Detection examples:
————————

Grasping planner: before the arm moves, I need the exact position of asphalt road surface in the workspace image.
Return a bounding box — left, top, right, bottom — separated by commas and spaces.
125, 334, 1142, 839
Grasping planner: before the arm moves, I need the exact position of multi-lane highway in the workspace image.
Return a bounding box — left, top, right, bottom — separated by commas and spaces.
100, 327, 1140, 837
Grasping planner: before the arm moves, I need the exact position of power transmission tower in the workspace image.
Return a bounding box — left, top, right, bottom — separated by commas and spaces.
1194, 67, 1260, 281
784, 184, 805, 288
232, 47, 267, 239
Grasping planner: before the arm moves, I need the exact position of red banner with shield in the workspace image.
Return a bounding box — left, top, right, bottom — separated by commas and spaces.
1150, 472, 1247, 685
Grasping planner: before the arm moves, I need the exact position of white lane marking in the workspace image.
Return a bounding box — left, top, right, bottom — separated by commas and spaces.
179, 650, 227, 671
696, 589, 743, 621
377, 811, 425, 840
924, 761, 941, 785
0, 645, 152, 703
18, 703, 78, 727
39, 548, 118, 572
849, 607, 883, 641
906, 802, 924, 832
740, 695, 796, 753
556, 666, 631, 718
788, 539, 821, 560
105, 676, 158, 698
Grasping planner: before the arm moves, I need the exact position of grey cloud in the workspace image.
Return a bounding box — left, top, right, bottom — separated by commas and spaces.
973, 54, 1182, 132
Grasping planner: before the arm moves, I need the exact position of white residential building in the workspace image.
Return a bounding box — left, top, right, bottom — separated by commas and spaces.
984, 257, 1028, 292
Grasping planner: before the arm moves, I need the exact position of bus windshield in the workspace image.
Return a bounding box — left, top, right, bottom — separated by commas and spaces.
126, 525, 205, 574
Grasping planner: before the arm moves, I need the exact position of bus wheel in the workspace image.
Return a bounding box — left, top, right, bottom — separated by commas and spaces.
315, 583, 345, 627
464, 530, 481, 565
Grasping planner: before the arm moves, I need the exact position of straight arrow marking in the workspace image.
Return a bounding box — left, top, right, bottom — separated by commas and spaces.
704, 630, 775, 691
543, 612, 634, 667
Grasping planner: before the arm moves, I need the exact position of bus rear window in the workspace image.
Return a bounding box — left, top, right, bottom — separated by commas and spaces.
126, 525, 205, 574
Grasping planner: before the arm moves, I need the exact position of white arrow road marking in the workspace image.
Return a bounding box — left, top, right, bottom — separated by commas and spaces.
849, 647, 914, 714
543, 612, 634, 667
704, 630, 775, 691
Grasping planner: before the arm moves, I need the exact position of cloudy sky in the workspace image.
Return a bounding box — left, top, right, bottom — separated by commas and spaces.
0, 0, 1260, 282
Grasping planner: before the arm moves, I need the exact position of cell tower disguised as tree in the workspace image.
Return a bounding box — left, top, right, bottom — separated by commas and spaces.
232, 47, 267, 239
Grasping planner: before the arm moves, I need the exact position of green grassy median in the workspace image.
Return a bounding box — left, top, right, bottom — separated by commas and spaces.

————————

Instruction>
Rewrite the items above as a numbered list, leaving out any blank lines.

Solution for this exercise>
1. Grasping planner: before the arm moves, I need the exact position of asphalt road surface in the workspace image.
2. Return a bounding box — left, top, right, bottom — separated by commas and spaces.
3. 125, 334, 1142, 839
4. Grasping planner: before the arm moves, I need the exact position of multi-lane highway in the workspace image.
5. Return a bounding box — left, top, right, bottom — separated by commas and spaces.
6. 100, 327, 1140, 837
7. Grasping planner: before the arm moves, I need the exact position of power transmission tower in the workspace image.
8. Return a bounding box — left, top, right, bottom — separated by commas and spaces.
9. 1194, 67, 1260, 281
10. 784, 184, 805, 288
11. 232, 47, 267, 239
12. Grasping planner: before the arm moves, I need the exact position of red banner with shield in the workspace image.
13. Return a bounding box — left, top, right, bottom — separated by commas and spaces.
14. 1150, 472, 1247, 685
15. Grasping planner: before the arm moves, I need the exact position of white lane marking in the workspace image.
16. Return a bounding box — left, top, right, bottom — separated by commas and spaces.
17. 179, 650, 227, 671
18. 696, 589, 743, 621
19. 377, 811, 425, 840
20. 924, 761, 941, 785
21. 0, 645, 152, 703
22. 18, 703, 78, 727
23. 39, 548, 118, 572
24. 849, 607, 883, 641
25. 906, 802, 924, 832
26. 740, 695, 796, 753
27. 556, 666, 631, 718
28. 788, 539, 821, 560
29. 105, 676, 158, 698
30. Grasping planner: before the arm moves, I need the exact position of grey cloud in the workspace image.
31. Return a bounding box — left, top, right, bottom — separated by commas and spaces.
32. 973, 54, 1182, 132
33. Grasping planner: before the arm moves, I need the exact position of white residential building in the workspace image.
34. Return a bounding box — left, top, right, bottom — separated by commas and spaces.
35. 984, 257, 1028, 292
36. Grasping planner: before the arm moves, I need the exact position of bus windshield in the workspace image.
37. Return a bounding box — left, top, right, bottom — separated by commas and spaces.
38. 126, 525, 205, 574
39. Grasping planner: before the arm moves, I need the exact position of bus wheel in the workspace image.
40. Return a bounding box — left, top, right, bottom — separated by commas and spaces.
41. 315, 583, 345, 627
42. 464, 530, 481, 565
43. Grasping planner: before the arm moves, I need the exact position of straight arrow marking in the workspace image.
44. Return a bounding box — left, top, right, bottom — separated by commas and spaces.
45. 704, 630, 775, 691
46. 543, 612, 634, 667
47. Grasping planner: before the arm moves, I need the exact position of bus rear window in the workspace image.
48. Return a bounding box — left, top, right, bottom — separated by commas and spaces.
49. 126, 525, 205, 574
50. Grasping planner: before the arm moves, I need the exact position of white arrow road marking in the workspace image.
51. Return a bounding box — left, top, right, bottom — separated by commas and spaces.
52. 849, 647, 914, 714
53. 543, 612, 634, 667
54. 704, 630, 775, 691
55. Grasping planner: before the arm moves, I need the exact position of cloudy sky in the workspace image.
56. Return a bounding box — left, top, right, bottom — separated by commas and spaces.
57. 0, 0, 1260, 282
58. Grasping planner: before the arm moves, I need the exact position of cell tower disguised as tree in the workspace image.
59. Return a bounding box — left, top, right, bottom — separated by commas and spaces.
60. 232, 47, 267, 239
61. Grasping planner: before the arm moves, I need the exact position of green grassy median in the workspace image.
62. Return a bounding box — left, top, right, bottom — separated by commas and spaces.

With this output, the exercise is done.